• [Exercise details]:
Copy out every line of the records where the string "below" occurs.

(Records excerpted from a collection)
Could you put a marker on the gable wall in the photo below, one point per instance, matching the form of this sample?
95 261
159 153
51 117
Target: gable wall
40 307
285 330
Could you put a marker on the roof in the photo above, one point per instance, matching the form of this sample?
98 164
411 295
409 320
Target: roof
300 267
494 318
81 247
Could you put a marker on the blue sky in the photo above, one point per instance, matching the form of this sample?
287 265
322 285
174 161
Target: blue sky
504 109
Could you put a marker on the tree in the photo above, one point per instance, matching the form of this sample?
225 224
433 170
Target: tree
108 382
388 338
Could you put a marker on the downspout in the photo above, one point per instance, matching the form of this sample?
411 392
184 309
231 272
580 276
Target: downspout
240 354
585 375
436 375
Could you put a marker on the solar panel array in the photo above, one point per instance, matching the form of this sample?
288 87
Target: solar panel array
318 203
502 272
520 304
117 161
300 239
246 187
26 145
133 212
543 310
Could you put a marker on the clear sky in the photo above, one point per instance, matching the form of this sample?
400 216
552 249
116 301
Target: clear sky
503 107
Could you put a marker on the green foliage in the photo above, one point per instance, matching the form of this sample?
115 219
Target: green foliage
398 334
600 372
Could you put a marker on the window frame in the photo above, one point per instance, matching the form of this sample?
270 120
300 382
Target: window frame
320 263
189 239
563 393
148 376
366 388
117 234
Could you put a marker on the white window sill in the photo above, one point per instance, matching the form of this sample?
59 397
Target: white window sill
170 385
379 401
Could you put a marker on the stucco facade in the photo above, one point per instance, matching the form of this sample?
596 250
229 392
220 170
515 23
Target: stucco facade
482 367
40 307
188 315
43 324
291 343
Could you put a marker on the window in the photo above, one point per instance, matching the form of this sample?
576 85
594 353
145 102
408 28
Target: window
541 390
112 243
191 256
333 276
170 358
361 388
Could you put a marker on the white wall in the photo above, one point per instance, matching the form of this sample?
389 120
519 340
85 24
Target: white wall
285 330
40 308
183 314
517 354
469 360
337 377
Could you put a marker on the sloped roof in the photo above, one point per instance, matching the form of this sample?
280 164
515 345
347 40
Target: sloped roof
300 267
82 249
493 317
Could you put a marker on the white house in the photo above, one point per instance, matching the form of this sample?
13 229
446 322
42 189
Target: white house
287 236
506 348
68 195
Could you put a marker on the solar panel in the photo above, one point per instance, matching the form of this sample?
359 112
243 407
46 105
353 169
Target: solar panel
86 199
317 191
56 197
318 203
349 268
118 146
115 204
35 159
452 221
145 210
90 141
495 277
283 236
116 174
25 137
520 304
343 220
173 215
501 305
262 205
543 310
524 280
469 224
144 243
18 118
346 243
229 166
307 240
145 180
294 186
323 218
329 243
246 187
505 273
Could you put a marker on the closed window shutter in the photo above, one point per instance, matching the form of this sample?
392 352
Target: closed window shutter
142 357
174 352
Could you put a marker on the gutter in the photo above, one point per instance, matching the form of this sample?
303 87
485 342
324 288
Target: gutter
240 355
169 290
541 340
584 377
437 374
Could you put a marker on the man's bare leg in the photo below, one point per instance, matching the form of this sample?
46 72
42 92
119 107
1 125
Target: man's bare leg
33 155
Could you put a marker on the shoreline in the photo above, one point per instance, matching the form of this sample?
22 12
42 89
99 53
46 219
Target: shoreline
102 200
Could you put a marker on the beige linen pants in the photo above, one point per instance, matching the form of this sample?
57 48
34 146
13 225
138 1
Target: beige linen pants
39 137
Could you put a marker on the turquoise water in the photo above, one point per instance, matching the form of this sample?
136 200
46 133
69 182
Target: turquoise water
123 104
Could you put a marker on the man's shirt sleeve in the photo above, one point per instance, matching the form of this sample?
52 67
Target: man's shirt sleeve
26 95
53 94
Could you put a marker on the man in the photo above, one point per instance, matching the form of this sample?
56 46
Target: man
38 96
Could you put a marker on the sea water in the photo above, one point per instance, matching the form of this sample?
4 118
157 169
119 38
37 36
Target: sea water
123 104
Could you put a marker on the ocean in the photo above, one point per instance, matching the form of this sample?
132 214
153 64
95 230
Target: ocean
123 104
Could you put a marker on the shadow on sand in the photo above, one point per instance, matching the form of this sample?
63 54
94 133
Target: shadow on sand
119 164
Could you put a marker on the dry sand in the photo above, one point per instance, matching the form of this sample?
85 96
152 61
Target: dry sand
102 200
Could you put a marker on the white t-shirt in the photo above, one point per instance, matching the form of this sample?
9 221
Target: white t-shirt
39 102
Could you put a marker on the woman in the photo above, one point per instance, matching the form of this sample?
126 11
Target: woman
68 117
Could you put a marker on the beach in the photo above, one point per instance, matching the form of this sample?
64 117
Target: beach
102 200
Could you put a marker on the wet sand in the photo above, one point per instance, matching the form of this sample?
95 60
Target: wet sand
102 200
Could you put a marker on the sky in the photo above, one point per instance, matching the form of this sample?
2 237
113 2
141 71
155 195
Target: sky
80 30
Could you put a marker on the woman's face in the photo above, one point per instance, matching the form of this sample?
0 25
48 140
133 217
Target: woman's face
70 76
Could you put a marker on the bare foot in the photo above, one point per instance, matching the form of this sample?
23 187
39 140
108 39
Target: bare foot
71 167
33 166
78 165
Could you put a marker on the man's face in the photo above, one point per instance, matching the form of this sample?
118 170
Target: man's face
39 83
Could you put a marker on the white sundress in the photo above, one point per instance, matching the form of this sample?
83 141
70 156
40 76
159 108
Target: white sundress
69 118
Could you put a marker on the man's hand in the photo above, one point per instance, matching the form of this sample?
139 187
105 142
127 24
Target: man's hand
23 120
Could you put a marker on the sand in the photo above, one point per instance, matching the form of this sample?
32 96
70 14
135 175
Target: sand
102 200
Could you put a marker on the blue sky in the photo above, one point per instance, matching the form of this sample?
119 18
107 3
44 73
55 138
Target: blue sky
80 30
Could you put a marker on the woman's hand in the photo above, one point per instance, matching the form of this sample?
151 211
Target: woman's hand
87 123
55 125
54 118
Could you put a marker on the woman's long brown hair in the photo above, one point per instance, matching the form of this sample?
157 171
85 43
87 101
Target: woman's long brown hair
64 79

• [Answer box]:
Could you put a marker on the gable wall in the photo below, one point per instance, matching the form of this sample?
Could you put a marker on the man's bare leg in the photo below, one point per instance, matching the form of this sample?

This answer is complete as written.